▶ _Task_
A verbatim reproduction of the lines below, from the line containing "Return one point per instance of the woman in white" through the line containing "Return one point per instance of the stone", both ends included, is the whole required output.

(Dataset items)
Content starts
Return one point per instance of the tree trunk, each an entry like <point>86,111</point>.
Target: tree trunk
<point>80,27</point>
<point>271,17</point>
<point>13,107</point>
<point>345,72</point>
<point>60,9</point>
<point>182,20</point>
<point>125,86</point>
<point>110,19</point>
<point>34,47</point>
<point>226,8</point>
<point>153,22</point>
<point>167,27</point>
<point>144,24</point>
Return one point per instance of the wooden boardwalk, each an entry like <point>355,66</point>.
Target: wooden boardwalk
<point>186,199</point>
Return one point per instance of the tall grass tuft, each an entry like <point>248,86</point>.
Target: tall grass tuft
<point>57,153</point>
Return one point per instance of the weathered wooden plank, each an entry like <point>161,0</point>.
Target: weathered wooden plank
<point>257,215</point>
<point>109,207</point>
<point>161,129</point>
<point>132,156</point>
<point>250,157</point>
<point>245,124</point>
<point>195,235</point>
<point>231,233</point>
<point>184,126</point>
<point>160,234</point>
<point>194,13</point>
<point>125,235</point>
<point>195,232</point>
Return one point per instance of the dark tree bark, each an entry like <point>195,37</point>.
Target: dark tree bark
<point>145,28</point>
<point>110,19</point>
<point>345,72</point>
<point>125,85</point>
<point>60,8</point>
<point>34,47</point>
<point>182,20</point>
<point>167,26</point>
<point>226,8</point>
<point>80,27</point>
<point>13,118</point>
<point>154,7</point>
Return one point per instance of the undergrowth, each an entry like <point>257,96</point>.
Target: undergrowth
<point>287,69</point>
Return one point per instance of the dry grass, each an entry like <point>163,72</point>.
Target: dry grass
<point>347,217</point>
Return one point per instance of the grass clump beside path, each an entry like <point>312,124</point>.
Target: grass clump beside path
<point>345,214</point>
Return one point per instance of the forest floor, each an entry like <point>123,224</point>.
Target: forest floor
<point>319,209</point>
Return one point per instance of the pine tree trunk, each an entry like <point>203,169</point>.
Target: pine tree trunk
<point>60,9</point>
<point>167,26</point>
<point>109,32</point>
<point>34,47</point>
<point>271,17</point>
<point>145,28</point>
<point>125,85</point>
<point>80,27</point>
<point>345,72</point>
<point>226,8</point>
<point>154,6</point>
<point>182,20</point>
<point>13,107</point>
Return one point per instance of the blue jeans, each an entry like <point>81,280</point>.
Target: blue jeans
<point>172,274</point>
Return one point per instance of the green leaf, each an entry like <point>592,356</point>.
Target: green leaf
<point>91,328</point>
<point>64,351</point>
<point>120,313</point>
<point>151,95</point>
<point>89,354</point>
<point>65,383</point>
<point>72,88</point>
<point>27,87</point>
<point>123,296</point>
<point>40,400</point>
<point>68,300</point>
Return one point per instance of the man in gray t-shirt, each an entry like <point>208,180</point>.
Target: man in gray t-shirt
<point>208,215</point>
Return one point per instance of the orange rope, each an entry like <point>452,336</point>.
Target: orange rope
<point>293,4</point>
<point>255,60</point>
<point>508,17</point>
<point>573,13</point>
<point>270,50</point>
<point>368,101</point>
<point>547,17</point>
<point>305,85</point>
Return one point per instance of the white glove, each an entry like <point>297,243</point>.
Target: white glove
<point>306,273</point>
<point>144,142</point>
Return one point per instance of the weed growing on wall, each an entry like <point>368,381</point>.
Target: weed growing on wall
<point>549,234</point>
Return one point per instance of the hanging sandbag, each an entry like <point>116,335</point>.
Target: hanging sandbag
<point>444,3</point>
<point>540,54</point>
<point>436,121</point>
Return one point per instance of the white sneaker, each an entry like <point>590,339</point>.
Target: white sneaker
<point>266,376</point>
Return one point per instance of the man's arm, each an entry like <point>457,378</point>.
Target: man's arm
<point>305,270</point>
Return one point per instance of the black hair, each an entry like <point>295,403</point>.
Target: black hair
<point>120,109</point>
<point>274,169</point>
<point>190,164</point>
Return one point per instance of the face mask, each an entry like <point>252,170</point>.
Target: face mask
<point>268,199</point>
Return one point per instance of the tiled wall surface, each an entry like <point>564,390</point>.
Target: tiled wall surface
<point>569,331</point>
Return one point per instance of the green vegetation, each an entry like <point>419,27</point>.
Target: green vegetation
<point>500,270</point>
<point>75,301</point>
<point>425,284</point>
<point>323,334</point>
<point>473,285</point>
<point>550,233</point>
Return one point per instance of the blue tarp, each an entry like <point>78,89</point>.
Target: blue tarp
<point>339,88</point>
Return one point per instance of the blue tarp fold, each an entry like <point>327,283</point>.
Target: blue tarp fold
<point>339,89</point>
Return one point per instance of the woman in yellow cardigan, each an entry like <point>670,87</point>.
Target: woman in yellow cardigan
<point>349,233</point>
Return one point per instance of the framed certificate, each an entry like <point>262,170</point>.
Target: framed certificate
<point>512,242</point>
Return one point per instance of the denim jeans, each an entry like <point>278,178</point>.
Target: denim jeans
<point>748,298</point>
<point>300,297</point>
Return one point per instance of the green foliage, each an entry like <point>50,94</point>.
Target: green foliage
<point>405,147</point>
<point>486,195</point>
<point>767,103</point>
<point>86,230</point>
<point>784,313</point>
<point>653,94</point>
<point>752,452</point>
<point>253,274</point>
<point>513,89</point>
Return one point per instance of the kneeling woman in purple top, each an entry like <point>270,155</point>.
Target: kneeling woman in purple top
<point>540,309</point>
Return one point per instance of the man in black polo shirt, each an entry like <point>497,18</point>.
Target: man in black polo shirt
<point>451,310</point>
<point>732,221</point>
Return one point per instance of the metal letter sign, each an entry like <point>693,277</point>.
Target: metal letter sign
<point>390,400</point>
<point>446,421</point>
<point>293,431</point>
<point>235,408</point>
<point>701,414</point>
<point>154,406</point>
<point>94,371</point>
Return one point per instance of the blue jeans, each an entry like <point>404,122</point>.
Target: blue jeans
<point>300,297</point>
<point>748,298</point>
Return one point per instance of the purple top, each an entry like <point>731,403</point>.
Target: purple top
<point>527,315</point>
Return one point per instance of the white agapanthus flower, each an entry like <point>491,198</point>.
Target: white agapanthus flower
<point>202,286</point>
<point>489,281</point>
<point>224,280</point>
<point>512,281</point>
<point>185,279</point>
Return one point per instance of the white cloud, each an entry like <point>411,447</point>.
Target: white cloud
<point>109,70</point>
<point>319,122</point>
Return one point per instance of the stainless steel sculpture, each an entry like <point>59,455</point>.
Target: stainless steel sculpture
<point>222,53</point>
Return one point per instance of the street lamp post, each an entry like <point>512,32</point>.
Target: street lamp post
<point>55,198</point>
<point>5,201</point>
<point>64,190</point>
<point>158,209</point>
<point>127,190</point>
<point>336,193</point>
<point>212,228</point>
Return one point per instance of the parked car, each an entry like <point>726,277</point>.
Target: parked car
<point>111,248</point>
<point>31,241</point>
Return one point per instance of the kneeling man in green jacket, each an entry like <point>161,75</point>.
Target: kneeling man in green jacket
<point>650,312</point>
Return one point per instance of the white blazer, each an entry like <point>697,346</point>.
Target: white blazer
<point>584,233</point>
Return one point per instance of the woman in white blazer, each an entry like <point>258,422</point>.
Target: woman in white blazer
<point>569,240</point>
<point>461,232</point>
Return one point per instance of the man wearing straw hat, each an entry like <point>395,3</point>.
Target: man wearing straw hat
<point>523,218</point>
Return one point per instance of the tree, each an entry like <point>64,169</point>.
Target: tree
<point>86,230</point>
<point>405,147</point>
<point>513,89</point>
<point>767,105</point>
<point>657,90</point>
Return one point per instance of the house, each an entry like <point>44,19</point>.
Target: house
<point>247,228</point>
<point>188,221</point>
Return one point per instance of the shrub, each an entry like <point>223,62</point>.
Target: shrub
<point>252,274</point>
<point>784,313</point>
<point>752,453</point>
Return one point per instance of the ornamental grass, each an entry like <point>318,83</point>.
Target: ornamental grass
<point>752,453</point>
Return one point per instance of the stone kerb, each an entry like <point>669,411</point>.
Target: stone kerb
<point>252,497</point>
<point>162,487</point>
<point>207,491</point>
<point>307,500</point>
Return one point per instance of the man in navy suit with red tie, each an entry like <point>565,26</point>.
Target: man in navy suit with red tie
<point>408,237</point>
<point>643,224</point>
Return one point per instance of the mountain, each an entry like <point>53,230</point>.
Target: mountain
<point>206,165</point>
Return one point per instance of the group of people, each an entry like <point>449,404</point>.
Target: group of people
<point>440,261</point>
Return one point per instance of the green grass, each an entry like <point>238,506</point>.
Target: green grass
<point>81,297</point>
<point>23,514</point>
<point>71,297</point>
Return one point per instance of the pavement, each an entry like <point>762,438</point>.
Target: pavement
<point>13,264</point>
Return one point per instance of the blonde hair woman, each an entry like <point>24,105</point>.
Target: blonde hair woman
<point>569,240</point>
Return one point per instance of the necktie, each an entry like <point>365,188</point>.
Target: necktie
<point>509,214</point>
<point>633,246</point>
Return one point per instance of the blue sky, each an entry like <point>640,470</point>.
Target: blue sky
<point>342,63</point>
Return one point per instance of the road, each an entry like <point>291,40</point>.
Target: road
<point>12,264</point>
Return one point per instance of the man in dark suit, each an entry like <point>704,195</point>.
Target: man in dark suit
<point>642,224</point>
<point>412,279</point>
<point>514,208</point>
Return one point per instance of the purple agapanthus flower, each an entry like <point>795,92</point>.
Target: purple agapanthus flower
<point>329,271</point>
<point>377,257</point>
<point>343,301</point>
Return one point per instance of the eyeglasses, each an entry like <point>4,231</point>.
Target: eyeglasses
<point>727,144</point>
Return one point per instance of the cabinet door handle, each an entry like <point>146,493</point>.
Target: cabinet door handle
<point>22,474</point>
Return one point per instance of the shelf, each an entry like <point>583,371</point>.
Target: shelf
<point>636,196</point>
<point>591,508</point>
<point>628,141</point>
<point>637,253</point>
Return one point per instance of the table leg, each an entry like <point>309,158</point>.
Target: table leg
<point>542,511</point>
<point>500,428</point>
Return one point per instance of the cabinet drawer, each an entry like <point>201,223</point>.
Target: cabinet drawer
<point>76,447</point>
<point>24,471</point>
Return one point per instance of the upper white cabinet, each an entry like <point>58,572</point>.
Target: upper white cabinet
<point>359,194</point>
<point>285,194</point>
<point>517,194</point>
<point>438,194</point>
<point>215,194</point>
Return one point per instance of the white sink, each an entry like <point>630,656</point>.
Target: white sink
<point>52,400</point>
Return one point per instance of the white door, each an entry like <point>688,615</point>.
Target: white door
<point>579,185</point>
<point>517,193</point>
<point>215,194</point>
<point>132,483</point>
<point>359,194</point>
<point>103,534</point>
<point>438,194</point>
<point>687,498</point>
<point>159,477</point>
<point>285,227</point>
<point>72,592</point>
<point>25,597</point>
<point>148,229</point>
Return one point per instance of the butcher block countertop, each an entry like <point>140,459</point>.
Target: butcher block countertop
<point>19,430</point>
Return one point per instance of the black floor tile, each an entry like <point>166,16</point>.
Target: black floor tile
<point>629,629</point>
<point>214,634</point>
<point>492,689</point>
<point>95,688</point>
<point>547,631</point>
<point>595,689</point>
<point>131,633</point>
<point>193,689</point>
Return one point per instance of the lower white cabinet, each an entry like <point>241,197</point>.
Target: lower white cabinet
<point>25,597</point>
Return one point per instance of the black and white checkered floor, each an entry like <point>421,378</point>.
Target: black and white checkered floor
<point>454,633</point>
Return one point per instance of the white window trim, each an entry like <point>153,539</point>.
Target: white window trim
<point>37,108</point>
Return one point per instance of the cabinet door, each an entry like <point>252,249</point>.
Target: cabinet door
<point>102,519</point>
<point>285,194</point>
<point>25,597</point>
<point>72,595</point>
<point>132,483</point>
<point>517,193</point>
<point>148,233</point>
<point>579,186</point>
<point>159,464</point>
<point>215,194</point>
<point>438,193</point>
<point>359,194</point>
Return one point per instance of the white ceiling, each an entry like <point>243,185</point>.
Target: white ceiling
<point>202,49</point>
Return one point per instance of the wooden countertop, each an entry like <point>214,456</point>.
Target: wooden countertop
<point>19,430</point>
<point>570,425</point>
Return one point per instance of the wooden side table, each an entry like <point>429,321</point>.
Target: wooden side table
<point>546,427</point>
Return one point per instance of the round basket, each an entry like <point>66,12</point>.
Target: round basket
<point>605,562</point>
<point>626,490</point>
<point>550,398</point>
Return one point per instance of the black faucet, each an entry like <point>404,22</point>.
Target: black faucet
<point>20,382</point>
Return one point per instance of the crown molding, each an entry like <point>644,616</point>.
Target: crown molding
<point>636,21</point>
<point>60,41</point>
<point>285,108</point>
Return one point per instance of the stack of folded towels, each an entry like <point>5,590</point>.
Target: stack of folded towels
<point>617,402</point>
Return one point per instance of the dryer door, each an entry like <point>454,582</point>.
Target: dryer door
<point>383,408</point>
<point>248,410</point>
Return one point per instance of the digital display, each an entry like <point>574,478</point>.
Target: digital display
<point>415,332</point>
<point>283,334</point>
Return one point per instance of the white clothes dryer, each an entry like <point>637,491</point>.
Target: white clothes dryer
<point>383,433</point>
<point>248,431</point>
Content ends
▶ _Solved exercise_
Return one point per instance of the woman in white blazer, each an entry like <point>258,422</point>.
Target: woman in white blazer
<point>569,240</point>
<point>461,232</point>
Return one point per instance of the man wearing straw hat, each an entry like <point>395,3</point>.
Target: man wearing straw hat
<point>523,218</point>
Return one point per instance of the tree, each an entry like <point>64,169</point>.
Target: tree
<point>86,230</point>
<point>405,147</point>
<point>513,89</point>
<point>767,105</point>
<point>657,90</point>
Return one point per instance of the house, each an entry like <point>44,19</point>.
Target: house
<point>247,228</point>
<point>188,221</point>
Return one point per instance of the shrub, each an entry like <point>223,62</point>.
Target: shrub
<point>252,274</point>
<point>784,313</point>
<point>752,453</point>
Return one point per instance of the ornamental grass, each an entry like <point>318,83</point>.
Target: ornamental grass
<point>752,453</point>
Return one point per instance of the stone kerb, each an entry like <point>669,411</point>.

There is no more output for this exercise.